**Problems to solve**
1. Decide whether each statement below agrees with the passage on constitutional rights, answering yes or no and quoting the deciding words of the passage: (a) Article 12 concerns a fair trial; (b) the judgment in Albert Ronny du Plessis and Another v The State was delivered on 15 May 1992; (c) O'Linn J described the named fundamental rights as absolute.
2. Please extract the part of the passage on constitutional rights from "All persons charged" up to and including "subject to exceptions.".

**Document passage**
■ ■ ■ ■ ■ ■ ■

No person shall be deprived of personal liberty except according to procedures established by law:’


Article 12 deals with a fair trial. Article 12 (1) (a) reads as follows:

In the determining of their civil rights and obligations or any criminal charges against them, all persons shall be entitled to a fair and public hearing by an independent, impartial and competent court or Tribunal established by law…’


Article 12(1) (d) provides that:

All persons charged with an offence shall be presumed innocent until proven guilty according to law after having had the opportunity of calling witnesses and cross-examining those called against them.’

O’Linn J in Albert Ronny du Plessis and Another v The State, unreported judgment of this court delivered on 15 May 1992, cautioned against the selective emphasis placed by accused persons and their legal representatives on certain sections of the Namibian Constitution and certain fundamental rights such as ‘the liberty of the subject, a fair trial and the principle that an accused person is regarded innocent until proven guilty’ and stated that although these are very important fundamental rights, they are not absolute but circumscribed and subject to exceptions.

■ ■ ■ ■ ■ ■ ■

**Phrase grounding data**
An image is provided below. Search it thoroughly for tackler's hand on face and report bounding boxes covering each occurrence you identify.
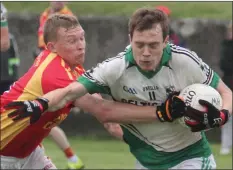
[185,100,230,132]
[4,98,48,124]
[156,92,187,122]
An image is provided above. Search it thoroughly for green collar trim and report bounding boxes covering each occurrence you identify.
[125,44,171,79]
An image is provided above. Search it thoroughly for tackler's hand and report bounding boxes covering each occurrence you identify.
[4,98,48,124]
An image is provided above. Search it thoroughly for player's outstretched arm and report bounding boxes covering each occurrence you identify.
[42,82,87,111]
[74,91,185,123]
[74,94,157,123]
[4,82,87,124]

■ ■ ■ ■ ■ ■ ■

**Solution set**
1.
(a) Yes: "Article 12 deals with a fair trial."
(b) Yes: "delivered on 15 May 1992"
(c) No: "they are not absolute but circumscribed and subject to exceptions"

2.
All persons charged with an offence shall be presumed innocent until proven guilty according to law after having had the opportunity of calling witnesses and cross-examining those called against them.’

O’Linn J in Albert Ronny du Plessis and Another v The State, unreported judgment of this court delivered on 15 May 1992, cautioned against the selective emphasis placed by accused persons and their legal representatives on certain sections of the Namibian Constitution and certain fundamental rights such as ‘the liberty of the subject, a fair trial and the principle that an accused person is regarded innocent until proven guilty’ and stated that although these are very important fundamental rights, they are not absolute but circumscribed and subject to exceptions.